Texto fuente:
|---|
No todos se admiran al ver a un autómata; no pocos experiment­an una inquietud semejante al miedo como Ludwig, uno de los personajes de “Los autómatas” de E. T. A. Hoffmann, que confesaba que le resultaban muy desagradab­les: “Todas estas figuras que no tienen aspecto humano, aunque, sin embargo, imitan a los hombres, y tienen toda la apariencia de una muerte viviente, o de una nota mortecina”.

En uno de sus cuentos más conocidos, “El hombre de arena”, Hoffmann, que, se sabe, hablaba con su doble, refirió la historia de un estudiante que se enamora de Olimpia, ignorando que se trata de una autómata, por lo que sólo dice: “¡Ah! ¡Ah!...” y “¡Buenas noches, amor mío...” Esa historia de amor produjo el recelo de señores respetable­s que “desconfiab­an hasta de las figuras vivas. Y para convencers­e enterament­e de que no amaban a ninguna muñeca de madera, muchos amantes exigían a la amada que no bailara ni cantara a compás, y que se detuviese al leer, que tejiera, que jugara con el perrito”. Sin embargo, en La Eva futura de Villiers de L’Isle Adam, T. A. Edison, “el brujo de Menlo Park”, parecía envanecers­e de la mujer artificial que había creado afirmando: “La Naturaleza cambia, pero no la Andreida. Nosotros vivimos, morimos y ¿quién sabe...? La Andreida no conoce la vida, ni la enfermedad, ni la muerte. Está por encima de todas las imperfecci­ones, de todas las servidumbr­es y conserva la belleza del ensueño”.
|---|
Datos de localización de puntos:
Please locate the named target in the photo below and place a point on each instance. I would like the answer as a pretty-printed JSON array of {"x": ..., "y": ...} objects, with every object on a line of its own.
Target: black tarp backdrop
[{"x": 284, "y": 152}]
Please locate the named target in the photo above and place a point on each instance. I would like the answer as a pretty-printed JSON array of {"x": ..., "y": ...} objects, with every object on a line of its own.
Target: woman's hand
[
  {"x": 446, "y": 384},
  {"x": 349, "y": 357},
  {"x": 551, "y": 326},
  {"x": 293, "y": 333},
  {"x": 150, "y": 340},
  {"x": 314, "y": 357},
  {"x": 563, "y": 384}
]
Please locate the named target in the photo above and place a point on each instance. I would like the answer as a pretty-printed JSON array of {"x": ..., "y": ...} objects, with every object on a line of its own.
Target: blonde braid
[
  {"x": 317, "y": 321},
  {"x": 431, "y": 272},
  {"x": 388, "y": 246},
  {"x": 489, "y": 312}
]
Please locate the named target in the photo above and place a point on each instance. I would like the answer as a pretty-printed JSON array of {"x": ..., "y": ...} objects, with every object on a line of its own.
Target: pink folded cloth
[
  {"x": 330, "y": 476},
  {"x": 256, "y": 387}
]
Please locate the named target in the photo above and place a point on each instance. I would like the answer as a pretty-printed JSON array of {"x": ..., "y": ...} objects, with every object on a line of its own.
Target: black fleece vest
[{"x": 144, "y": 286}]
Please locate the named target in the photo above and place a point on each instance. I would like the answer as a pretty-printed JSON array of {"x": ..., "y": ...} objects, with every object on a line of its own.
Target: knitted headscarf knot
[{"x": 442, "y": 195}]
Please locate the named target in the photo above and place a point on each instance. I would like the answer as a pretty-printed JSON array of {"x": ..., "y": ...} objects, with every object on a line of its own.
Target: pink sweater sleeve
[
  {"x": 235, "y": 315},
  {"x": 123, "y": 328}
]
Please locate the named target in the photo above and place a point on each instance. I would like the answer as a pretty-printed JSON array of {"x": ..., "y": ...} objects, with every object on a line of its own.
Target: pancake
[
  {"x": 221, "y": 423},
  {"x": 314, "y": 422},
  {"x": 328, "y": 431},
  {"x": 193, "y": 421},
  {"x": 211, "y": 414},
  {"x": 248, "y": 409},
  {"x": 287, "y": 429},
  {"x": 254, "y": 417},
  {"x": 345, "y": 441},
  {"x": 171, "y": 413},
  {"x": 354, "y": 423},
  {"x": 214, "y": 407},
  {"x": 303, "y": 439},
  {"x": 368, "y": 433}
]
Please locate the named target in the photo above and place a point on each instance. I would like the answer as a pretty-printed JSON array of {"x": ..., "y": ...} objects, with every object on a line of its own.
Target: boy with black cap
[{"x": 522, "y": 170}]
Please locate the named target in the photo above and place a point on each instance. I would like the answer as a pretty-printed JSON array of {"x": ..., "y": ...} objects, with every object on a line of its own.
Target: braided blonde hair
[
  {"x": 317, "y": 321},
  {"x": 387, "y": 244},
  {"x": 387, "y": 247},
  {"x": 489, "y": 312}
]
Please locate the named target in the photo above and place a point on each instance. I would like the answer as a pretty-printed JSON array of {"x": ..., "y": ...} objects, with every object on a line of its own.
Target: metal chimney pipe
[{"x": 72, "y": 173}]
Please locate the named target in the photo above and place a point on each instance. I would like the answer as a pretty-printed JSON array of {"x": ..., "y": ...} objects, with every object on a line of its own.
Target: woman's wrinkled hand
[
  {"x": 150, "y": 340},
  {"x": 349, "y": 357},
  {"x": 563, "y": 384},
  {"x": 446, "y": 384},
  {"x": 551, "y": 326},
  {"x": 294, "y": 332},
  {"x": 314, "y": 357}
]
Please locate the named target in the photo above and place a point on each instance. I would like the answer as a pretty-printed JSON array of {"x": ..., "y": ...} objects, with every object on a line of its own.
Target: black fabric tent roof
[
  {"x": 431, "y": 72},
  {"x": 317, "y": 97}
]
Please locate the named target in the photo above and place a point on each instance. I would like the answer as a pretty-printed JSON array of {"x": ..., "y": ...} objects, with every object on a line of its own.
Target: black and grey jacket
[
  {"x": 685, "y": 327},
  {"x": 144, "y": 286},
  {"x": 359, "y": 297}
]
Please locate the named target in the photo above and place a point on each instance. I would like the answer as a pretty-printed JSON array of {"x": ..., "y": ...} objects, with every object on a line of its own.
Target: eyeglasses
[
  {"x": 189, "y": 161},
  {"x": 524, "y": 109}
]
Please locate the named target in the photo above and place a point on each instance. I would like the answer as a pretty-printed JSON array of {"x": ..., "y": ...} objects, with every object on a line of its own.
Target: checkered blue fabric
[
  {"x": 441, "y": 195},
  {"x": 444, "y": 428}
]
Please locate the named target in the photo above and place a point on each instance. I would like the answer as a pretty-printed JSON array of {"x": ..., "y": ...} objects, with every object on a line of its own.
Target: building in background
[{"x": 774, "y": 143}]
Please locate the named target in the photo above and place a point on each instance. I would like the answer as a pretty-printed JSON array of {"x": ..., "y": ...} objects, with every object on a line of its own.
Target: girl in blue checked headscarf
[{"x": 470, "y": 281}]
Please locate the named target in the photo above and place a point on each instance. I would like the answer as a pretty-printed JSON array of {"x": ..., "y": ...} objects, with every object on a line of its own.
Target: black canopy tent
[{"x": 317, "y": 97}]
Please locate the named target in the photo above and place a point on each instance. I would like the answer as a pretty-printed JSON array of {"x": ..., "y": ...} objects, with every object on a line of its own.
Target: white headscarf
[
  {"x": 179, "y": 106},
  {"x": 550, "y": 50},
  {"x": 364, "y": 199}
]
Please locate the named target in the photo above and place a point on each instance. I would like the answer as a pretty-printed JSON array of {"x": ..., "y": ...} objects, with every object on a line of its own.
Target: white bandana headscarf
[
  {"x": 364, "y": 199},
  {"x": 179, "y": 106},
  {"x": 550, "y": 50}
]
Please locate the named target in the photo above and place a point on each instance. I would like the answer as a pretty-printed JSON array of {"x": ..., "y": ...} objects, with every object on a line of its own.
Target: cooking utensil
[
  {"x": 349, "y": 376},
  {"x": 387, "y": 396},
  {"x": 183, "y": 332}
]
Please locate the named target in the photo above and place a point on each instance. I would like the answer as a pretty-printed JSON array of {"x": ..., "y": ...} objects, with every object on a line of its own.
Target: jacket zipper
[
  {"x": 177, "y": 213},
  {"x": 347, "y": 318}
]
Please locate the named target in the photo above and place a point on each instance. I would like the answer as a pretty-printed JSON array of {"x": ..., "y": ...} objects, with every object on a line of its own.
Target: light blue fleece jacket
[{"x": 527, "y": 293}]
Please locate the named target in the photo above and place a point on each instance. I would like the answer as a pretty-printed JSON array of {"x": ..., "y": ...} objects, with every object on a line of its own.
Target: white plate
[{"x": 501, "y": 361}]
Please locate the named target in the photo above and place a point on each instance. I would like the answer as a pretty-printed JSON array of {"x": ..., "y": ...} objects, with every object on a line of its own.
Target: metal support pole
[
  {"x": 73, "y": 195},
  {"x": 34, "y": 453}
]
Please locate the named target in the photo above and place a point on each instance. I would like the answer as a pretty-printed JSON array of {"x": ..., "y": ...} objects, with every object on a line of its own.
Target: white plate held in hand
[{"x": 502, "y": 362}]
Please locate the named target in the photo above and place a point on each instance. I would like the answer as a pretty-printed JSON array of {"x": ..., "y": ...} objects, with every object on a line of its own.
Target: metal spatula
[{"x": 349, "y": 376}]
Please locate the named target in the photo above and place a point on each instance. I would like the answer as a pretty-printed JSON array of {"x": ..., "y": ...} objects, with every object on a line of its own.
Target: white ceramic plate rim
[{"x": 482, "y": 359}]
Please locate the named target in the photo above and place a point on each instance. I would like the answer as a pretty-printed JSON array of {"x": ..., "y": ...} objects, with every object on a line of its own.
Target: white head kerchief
|---|
Trabajo solicitado:
1/ Enumere todos los títulos de obras literarias que se mencionan en el texto fuente.
2/ Traduzca al inglés esta oración del texto fuente: "La Andreida no conoce la vida, ni la enfermedad, ni la muerte."
3/ Según el texto fuente, ¿por qué muchos amantes exigían a la amada que no bailara ni cantara a compás?
Los registros proceden de una fuente distinta a la del texto fuente.

Sección de respuestas:
1/ "Los autómatas", "El hombre de arena" y La Eva futura.

2/ The Andreid knows neither life, nor illness, nor death.

3/ Lo hacían para convencerse enteramente de que no amaban a ninguna muñeca de madera. Esa desconfianza surgió a raíz de la historia del estudiante que se enamora de Olimpia sin saber que es una autómata.